## 文本摘录

Hive

待更

hive部署

hive安装

解压

tar -zxvf apache-hive-1.2.1-bin.tar.gz -C /opt/Module/

重命名

mv /opt/Module/apache-hive-1.2.1-bin/ /opt/Module/hive

配置环境变量

vim /etc/profile

export HIVE_HOME=/opt/Module/hive3.1.2
export PATH=$PATH:$HIVE_HOME/bin
生效环境变量: source /etc/profile

解决日志 Jar 包冲突

mv /lib/log4j-slf4j-impl2.10.0.jar /lib/log4j-slf4j-impl-2.10.0.bak

修改hive/conf 目录下的 hive-env.sh.template 名称为 hive-env.sh,并配置

cp hive-env.sh.template ./hive-env.sh

(a)配置 HADOOP_HOME 路径
	HADOOP_HOME=/opt/Module/hadoop-3.1.3
(b)配置 HIVE_CONF_DIR 路径
	export HIVE_CONF_DIR=/opt/Module/hive/conf

Hadoop 集群配置

必须启动 hdfs 和 yarn
sbin/start-dfs.sh
sbin/start-yarn.sh

Hive 基本操作

（0）初始化元数据库
bin/schematool -dbType derby -initSchema
（1）启动 hive
bin/hive
（2）查看数据库
hive> show databases;
（3）打开默认数据库 
hive> use default;
（4）显示 default 数据库中的表
hive> show tables;
（5）创建一张表
hive> create table student(id int, name string);
（6）显示数据库中有几张表
hive> show tables;
（7）查看表的结构
hive> desc student;
（8）向表中插入数据
hive> insert into student values(1000,"ss");
（9）查询表中数据
hive> select * from student;
（10）退出 hive
hive> quit;

此时hive已经可以单节点使用了,但不能再开启再多的hive服务了,原因在于Hive默认使用的元数据库为derby,开启Hive之后就会占用元数据库,且不与
其他客户端共享数据，所以我们需要将 Hive 的元数据地址改为 MySQL。

## 数据部分
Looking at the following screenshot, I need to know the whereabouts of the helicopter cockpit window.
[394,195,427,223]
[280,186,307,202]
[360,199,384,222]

## 任务说明
把上方关于 Hive 部署与基本操作的文本一字不差地完整复制一遍。

## 回答
Hive

待更

hive部署

hive安装

解压

tar -zxvf apache-hive-1.2.1-bin.tar.gz -C /opt/Module/

重命名

mv /opt/Module/apache-hive-1.2.1-bin/ /opt/Module/hive

配置环境变量

vim /etc/profile

export HIVE_HOME=/opt/Module/hive3.1.2
export PATH=$PATH:$HIVE_HOME/bin
生效环境变量: source /etc/profile

解决日志 Jar 包冲突

mv /lib/log4j-slf4j-impl2.10.0.jar /lib/log4j-slf4j-impl-2.10.0.bak

修改hive/conf 目录下的 hive-env.sh.template 名称为 hive-env.sh,并配置

cp hive-env.sh.template ./hive-env.sh

(a)配置 HADOOP_HOME 路径
	HADOOP_HOME=/opt/Module/hadoop-3.1.3
(b)配置 HIVE_CONF_DIR 路径
	export HIVE_CONF_DIR=/opt/Module/hive/conf

Hadoop 集群配置

必须启动 hdfs 和 yarn
sbin/start-dfs.sh
sbin/start-yarn.sh

Hive 基本操作

（0）初始化元数据库
bin/schematool -dbType derby -initSchema
（1）启动 hive
bin/hive
（2）查看数据库
hive> show databases;
（3）打开默认数据库 
hive> use default;
（4）显示 default 数据库中的表
hive> show tables;
（5）创建一张表
hive> create table student(id int, name string);
（6）显示数据库中有几张表
hive> show tables;
（7）查看表的结构
hive> desc student;
（8）向表中插入数据
hive> insert into student values(1000,"ss");
（9）查询表中数据
hive> select * from student;
（10）退出 hive
hive> quit;

此时hive已经可以单节点使用了,但不能再开启再多的hive服务了,原因在于Hive默认使用的元数据库为derby,开启Hive之后就会占用元数据库,且不与
其他客户端共享数据，所以我们需要将 Hive 的元数据地址改为 MySQL。